--- start Information given ---
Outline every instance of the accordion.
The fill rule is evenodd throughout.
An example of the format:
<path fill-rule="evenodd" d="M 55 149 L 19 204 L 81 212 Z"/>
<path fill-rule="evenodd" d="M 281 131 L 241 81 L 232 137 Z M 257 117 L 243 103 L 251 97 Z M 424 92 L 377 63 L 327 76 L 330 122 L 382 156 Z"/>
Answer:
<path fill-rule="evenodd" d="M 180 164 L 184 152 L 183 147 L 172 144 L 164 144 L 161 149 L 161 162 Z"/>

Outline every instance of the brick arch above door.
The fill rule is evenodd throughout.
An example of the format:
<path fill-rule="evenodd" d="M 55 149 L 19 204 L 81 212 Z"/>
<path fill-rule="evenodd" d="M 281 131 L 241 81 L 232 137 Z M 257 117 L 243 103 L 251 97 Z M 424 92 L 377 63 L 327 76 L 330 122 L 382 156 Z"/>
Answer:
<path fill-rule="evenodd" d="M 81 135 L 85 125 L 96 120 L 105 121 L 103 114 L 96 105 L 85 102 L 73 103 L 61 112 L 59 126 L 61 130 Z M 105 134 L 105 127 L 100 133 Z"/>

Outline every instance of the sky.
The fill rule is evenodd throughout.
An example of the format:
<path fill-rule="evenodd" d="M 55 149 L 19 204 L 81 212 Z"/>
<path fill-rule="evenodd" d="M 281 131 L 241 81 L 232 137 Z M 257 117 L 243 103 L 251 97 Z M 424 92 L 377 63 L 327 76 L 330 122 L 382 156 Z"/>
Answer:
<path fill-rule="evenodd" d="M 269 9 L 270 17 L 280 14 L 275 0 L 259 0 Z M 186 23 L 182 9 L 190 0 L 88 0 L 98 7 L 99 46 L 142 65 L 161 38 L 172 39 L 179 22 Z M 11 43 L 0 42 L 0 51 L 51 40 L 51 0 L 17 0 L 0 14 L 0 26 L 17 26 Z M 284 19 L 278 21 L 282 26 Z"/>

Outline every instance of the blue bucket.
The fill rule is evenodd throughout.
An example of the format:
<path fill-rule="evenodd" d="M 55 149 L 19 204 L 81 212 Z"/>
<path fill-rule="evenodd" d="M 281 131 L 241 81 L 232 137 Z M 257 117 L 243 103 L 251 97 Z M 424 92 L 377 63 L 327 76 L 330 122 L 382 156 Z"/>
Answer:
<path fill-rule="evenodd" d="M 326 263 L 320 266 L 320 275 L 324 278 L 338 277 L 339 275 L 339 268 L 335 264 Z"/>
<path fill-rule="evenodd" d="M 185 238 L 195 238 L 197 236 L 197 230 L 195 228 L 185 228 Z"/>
--- end Information given ---
--- start Information given ---
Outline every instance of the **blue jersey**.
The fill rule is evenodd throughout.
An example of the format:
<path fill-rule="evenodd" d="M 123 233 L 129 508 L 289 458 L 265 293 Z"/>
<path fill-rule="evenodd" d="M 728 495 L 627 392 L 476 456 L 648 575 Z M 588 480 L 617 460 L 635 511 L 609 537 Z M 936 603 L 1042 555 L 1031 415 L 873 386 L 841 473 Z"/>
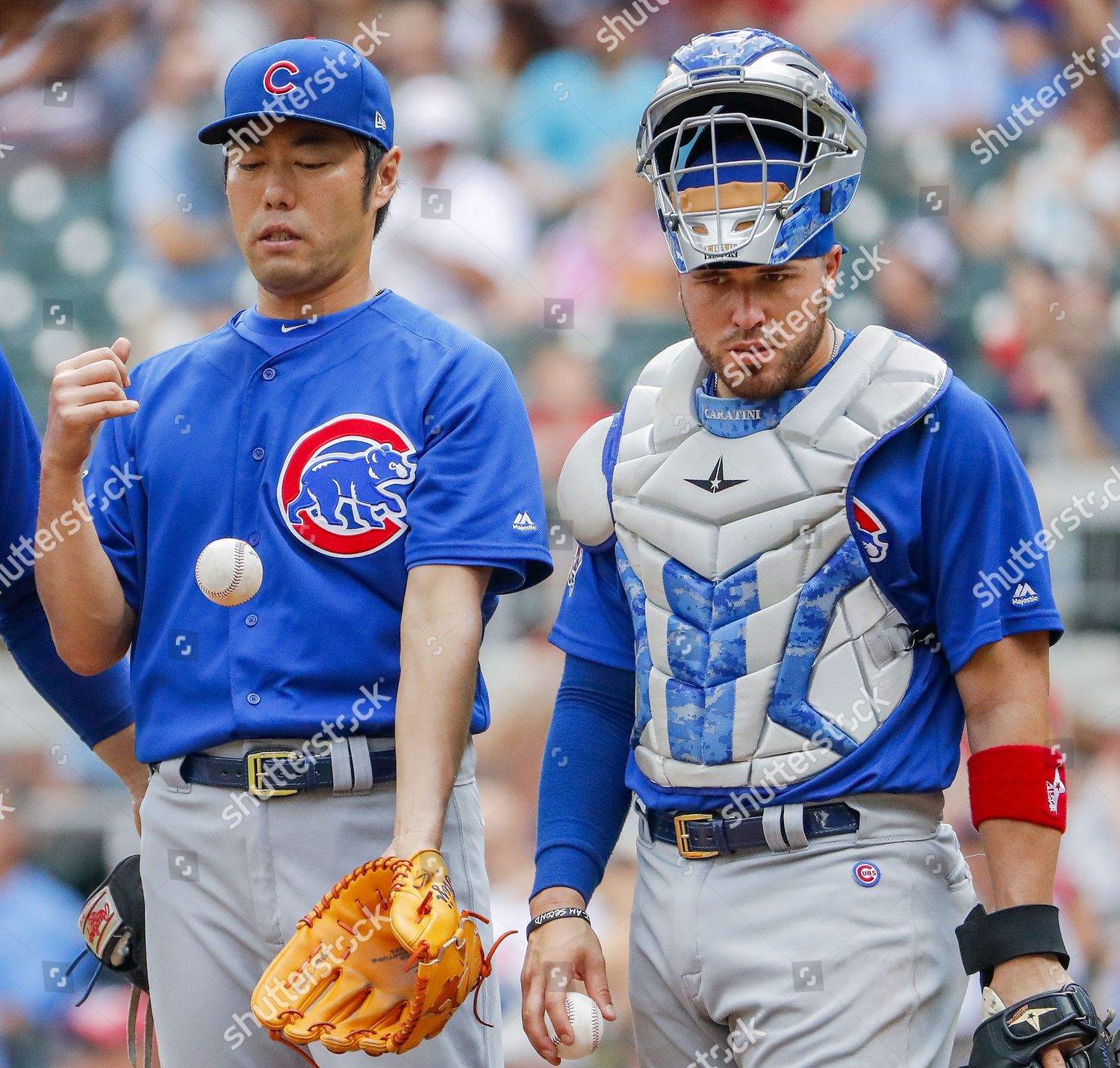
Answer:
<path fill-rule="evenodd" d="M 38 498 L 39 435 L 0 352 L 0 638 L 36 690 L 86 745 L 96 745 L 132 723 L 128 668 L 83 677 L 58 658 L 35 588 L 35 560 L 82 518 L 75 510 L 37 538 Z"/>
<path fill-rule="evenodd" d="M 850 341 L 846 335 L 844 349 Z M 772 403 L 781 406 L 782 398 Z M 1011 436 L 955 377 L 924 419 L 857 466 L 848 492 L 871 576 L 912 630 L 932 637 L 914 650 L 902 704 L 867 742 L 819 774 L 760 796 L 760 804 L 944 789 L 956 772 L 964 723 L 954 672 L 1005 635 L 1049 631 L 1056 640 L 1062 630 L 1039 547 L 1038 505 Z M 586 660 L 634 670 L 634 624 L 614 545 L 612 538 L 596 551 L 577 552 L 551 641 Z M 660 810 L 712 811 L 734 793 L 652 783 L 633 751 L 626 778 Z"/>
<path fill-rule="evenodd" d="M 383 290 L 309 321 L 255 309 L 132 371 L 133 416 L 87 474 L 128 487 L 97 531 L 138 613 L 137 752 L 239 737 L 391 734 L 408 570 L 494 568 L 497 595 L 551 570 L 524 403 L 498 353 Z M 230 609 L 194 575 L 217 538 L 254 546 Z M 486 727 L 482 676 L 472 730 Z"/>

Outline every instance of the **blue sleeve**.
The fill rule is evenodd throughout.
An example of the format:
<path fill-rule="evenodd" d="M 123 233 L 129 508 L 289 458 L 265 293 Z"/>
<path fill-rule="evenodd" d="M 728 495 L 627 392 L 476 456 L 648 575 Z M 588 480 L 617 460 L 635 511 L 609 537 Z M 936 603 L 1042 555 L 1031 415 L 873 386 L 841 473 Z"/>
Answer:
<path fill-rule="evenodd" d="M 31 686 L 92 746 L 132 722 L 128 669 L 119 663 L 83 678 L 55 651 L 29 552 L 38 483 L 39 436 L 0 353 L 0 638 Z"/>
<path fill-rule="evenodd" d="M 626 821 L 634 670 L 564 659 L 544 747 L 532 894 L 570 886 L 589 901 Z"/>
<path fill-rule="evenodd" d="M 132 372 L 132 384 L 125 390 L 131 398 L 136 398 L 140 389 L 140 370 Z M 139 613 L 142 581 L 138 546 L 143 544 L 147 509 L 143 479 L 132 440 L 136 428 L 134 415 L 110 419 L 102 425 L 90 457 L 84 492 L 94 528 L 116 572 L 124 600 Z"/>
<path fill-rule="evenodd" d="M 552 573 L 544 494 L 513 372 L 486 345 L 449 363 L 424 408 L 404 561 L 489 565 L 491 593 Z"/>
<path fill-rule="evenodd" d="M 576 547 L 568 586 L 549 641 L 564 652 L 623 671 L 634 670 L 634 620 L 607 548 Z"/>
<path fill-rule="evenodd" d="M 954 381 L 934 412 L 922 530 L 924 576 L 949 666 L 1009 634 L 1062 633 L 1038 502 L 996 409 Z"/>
--- end Information given ---
▶ **Problem to work on**
Multiply each coordinate in the answer outlines of the listing between the lines holding "Outline every instance of the **blue sleeve**." and "954 381 L 934", inclusive, by 0.6, rounding to whole numbers with halves going up. Reproduce only those lines, every one included, with the requests and format samples left unchanged.

▶ **Correct result**
Outline every instance of the **blue sleeve**.
The fill rule is evenodd throughout.
An example of the format:
<path fill-rule="evenodd" d="M 123 233 L 129 508 L 289 458 L 265 293 Z"/>
<path fill-rule="evenodd" d="M 728 495 L 627 392 L 476 456 L 648 575 Z M 588 480 L 617 460 L 635 511 L 609 537 Z M 936 603 L 1042 555 L 1031 415 L 873 386 L 841 473 Z"/>
Answer:
<path fill-rule="evenodd" d="M 19 412 L 55 448 L 79 433 L 77 401 L 71 398 L 50 407 L 33 391 L 17 331 L 23 290 L 23 262 L 0 212 L 0 383 Z"/>
<path fill-rule="evenodd" d="M 376 493 L 380 402 L 338 395 L 326 448 L 319 536 L 342 532 L 353 541 Z"/>
<path fill-rule="evenodd" d="M 79 223 L 79 230 L 75 234 L 79 239 L 82 239 L 84 233 L 84 222 Z M 83 368 L 85 349 L 83 328 L 86 326 L 88 305 L 86 287 L 79 264 L 82 257 L 80 249 L 66 251 L 61 255 L 54 274 L 50 295 L 56 317 L 70 343 L 74 360 Z"/>
<path fill-rule="evenodd" d="M 331 344 L 326 296 L 308 223 L 292 207 L 269 218 L 254 245 L 242 337 L 293 339 L 295 356 Z"/>
<path fill-rule="evenodd" d="M 346 328 L 341 352 L 329 385 L 338 391 L 374 403 L 380 402 L 380 372 L 364 329 Z"/>
<path fill-rule="evenodd" d="M 572 229 L 560 247 L 553 318 L 554 346 L 569 400 L 605 380 L 637 380 L 623 301 L 598 245 Z"/>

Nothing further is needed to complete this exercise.